___ TEXTO MOSTRADO ___

Domingo, 5 de diciembre de 2010 | Hoy
Uno de los grandes relatos de los campos de concentración, Necrópolis es la obra que ubica a Boris Pahor junto a Primo Levi e Imre Kertész entre los inmensos narradores del horror en carne propia. Mezcla de testimonio y literatura, este non fiction indaga en la reconstrucción de la memoria y la identidad individual a través del relato de un sobreviviente que vuelve a su infierno para encontrarlo convertido en un museo.
Por Fernando Krapp
A los fines prácticos, aquella frase del filósofo alemán Theodor Adorno sobre la imposibilidad de escribir poesía después de los campos de concentración resultó bastante contraproducente. No sólo porque sí se escribió mucha poesía, sino porque los testimonios sobre el Holocausto derivaron en un género literario en sí mismo, cuyos máximos exponentes fueron Primo Levi e Imre Kertész. El escritor esloveno Boris Pahor ha sabido alzarse como otro referente con su obra Necrópolis (1966), recientemente traducida al castellano.

___ DATOS DEL EJERCICIO ___

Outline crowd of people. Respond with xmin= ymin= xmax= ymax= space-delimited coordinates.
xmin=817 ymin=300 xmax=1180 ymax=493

___

DESCRIPCIÓN DE LA TAREA:
Reproduce, por favor, sin cambiar una sola letra, el fragmento del texto sobre Necrópolis que va desde "Domingo, 5 de" hasta "en un museo.".

EJERCICIO RESUELTO:
Domingo, 5 de diciembre de 2010 | Hoy
Uno de los grandes relatos de los campos de concentración, Necrópolis es la obra que ubica a Boris Pahor junto a Primo Levi e Imre Kertész entre los inmensos narradores del horror en carne propia. Mezcla de testimonio y literatura, este non fiction indaga en la reconstrucción de la memoria y la identidad individual a través del relato de un sobreviviente que vuelve a su infierno para encontrarlo convertido en un museo.